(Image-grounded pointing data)
○ ○ ○

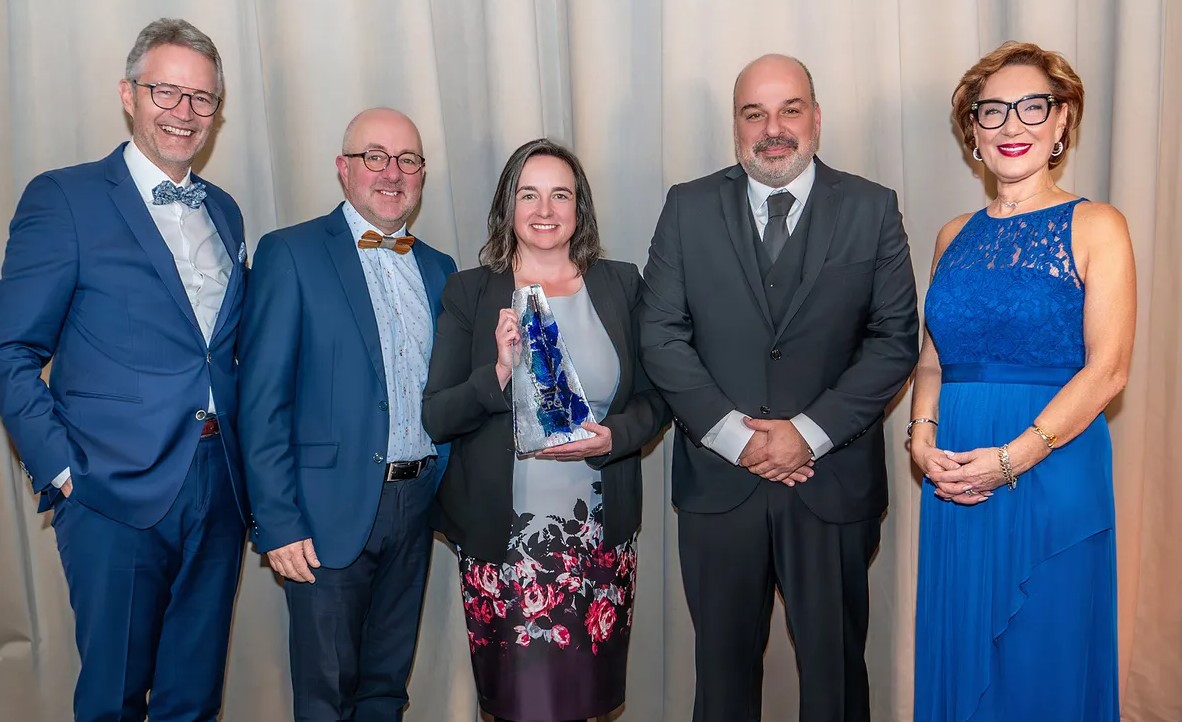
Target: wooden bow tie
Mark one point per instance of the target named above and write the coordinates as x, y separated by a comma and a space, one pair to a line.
371, 239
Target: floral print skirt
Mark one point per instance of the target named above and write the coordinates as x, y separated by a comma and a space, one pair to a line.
549, 629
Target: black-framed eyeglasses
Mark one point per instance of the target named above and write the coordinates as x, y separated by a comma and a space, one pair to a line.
167, 96
1032, 110
377, 161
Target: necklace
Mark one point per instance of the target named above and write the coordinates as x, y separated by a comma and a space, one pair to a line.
1013, 205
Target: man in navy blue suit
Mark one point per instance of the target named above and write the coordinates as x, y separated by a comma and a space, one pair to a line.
336, 339
129, 273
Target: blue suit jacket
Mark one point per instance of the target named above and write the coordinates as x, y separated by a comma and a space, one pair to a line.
89, 281
315, 417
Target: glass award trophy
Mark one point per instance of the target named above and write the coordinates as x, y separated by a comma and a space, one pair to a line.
549, 404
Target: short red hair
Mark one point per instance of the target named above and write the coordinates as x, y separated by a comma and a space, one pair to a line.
1065, 85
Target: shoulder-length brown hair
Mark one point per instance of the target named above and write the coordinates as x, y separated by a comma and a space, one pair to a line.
499, 252
1065, 85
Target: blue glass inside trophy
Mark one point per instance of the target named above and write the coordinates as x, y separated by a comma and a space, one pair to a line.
549, 404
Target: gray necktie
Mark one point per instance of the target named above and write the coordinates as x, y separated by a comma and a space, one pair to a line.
775, 234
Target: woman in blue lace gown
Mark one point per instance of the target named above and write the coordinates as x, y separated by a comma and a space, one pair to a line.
1030, 322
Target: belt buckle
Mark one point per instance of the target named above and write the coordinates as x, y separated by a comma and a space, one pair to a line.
396, 470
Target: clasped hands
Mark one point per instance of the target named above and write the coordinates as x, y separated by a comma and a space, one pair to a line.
777, 451
294, 560
966, 477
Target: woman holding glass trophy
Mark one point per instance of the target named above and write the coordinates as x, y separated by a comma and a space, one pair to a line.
536, 382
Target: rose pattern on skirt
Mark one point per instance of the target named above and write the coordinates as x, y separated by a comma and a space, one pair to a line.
559, 586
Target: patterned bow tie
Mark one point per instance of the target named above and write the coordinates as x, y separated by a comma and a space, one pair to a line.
371, 239
169, 192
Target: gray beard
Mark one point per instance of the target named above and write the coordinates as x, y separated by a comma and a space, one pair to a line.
778, 175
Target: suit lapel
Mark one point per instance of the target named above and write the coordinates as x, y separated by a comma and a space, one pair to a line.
826, 206
612, 316
339, 244
736, 214
131, 206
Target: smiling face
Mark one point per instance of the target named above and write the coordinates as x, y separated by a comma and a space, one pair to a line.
1015, 150
544, 209
777, 125
388, 197
169, 138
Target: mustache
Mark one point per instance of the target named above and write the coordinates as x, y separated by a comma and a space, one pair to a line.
779, 141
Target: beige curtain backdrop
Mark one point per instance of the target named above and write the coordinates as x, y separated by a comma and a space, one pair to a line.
641, 89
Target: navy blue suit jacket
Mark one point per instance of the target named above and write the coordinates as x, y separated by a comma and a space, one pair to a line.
89, 281
315, 417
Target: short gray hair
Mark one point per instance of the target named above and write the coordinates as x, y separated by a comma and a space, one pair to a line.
173, 31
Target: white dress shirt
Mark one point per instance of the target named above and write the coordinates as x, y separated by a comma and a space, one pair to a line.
197, 251
729, 436
406, 331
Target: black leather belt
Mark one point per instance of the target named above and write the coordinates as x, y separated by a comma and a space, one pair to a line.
401, 470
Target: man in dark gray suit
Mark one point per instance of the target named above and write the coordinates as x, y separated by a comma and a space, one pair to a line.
779, 320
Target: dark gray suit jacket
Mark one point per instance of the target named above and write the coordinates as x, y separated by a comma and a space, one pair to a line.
465, 404
843, 348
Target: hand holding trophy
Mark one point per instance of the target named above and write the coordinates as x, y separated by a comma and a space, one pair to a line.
549, 404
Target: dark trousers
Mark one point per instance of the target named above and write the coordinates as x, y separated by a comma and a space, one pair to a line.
153, 606
354, 631
732, 564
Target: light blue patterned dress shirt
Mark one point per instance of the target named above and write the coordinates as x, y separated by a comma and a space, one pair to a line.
406, 331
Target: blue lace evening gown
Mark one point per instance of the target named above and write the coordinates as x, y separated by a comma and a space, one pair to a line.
1017, 596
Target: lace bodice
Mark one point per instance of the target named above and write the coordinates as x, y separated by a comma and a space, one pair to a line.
1006, 292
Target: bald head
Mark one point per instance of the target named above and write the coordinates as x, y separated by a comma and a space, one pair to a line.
777, 119
772, 64
384, 117
385, 197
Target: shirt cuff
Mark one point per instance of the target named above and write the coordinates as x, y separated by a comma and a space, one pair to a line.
819, 442
60, 479
729, 436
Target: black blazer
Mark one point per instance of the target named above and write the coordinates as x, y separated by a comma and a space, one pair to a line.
463, 404
843, 348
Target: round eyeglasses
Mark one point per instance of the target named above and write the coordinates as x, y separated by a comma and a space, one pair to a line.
377, 161
167, 96
1032, 110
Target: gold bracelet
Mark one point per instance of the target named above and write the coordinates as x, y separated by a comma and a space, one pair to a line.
1007, 470
1047, 437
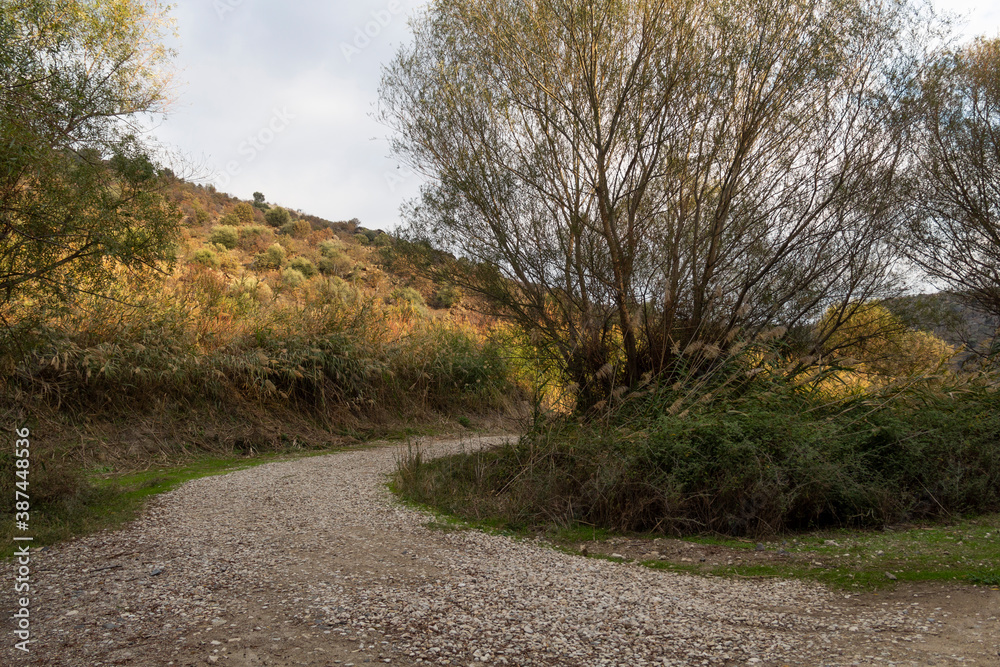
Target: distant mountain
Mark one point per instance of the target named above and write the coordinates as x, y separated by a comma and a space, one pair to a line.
949, 317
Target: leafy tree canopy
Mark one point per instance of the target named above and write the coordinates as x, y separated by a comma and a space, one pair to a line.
78, 184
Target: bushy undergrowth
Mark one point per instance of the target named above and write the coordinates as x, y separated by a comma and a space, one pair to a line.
326, 347
762, 460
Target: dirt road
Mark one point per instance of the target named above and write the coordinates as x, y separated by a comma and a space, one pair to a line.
312, 562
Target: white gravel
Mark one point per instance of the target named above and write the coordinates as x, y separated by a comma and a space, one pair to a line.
313, 562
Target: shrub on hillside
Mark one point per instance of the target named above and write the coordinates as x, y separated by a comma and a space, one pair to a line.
331, 247
409, 297
255, 237
277, 217
303, 266
272, 258
225, 235
206, 257
447, 297
335, 289
297, 229
292, 277
244, 213
338, 264
757, 464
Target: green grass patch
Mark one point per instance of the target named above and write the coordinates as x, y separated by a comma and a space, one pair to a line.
101, 501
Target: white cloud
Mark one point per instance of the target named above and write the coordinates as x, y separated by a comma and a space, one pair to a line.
241, 63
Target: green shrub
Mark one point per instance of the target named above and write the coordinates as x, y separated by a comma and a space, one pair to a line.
244, 213
447, 297
335, 265
292, 277
410, 299
229, 220
297, 229
253, 236
303, 266
206, 257
337, 290
277, 216
200, 214
330, 247
272, 258
225, 235
754, 464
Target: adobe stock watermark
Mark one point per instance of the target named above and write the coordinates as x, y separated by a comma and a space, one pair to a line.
253, 145
224, 7
363, 35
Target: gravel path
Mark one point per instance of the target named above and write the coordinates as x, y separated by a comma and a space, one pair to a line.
311, 562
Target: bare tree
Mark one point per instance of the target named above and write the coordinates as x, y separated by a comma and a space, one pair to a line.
957, 203
626, 177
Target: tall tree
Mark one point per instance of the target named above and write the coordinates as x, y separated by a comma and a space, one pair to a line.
957, 221
627, 177
78, 200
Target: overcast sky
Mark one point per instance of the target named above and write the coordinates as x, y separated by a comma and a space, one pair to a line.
278, 97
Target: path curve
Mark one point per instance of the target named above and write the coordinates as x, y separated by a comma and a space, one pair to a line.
312, 562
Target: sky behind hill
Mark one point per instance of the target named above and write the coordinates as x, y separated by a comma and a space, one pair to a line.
278, 98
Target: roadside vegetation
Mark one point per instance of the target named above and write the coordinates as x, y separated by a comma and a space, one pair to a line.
706, 243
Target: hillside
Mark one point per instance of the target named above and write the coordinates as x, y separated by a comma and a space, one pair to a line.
950, 318
271, 328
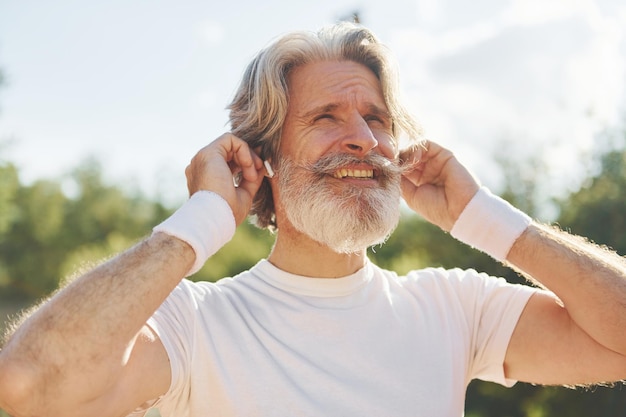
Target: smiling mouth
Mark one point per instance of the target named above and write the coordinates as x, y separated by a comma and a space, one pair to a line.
354, 173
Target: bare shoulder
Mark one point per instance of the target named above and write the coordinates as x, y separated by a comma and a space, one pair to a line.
547, 347
144, 376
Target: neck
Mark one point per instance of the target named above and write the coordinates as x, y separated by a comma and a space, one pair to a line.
298, 254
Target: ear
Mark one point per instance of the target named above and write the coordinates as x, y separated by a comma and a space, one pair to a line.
268, 168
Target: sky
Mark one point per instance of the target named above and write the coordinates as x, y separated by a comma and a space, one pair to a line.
142, 85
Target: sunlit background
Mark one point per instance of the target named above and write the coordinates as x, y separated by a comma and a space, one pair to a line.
141, 85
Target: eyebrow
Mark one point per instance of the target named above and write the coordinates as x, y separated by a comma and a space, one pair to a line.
328, 108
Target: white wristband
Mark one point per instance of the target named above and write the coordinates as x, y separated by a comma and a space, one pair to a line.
490, 224
206, 222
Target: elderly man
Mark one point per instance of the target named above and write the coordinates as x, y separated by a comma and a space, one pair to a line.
316, 154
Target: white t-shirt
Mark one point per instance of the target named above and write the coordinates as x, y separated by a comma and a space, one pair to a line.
268, 343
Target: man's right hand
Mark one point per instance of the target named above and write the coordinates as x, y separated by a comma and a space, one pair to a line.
214, 167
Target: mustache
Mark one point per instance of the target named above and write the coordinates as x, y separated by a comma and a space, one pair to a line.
329, 164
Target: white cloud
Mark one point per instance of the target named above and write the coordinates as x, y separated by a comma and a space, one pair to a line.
549, 73
212, 32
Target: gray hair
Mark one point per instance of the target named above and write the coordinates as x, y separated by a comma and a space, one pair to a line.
259, 108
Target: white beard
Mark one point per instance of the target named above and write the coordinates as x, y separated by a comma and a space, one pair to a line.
346, 218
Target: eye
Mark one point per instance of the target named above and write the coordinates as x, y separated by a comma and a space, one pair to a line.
323, 116
377, 120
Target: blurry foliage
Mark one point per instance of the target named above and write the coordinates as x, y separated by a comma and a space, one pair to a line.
46, 236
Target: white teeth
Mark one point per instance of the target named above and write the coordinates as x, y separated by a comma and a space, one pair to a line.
354, 173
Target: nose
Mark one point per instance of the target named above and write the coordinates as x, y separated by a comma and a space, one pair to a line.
359, 138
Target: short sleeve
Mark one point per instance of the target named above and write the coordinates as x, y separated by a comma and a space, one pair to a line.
497, 306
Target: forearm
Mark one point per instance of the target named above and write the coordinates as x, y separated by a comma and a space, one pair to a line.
588, 279
82, 336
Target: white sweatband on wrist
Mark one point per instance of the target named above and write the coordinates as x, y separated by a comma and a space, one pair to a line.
490, 224
206, 222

○ ○ ○

> [WHAT YOU ARE ASKED TO DO]: Nothing should appear in the answer except the lines above from the line with "Target: beige curtain backdrop" through the line with "Target: short gray hair", both included, written out exactly.

> [SOLUTION TO THIS EXERCISE]:
Target: beige curtain backdrop
Mark one point per instance of the target named above and write the coordinates as x, y separated by a comma and a space, one pair to a line.
641, 89
Target: navy blue suit jacket
Mark one point per instance of the target named above and write the coordinates as x, y separated by a comma and a space, one pair to a line.
89, 281
315, 417
Target: short gray hair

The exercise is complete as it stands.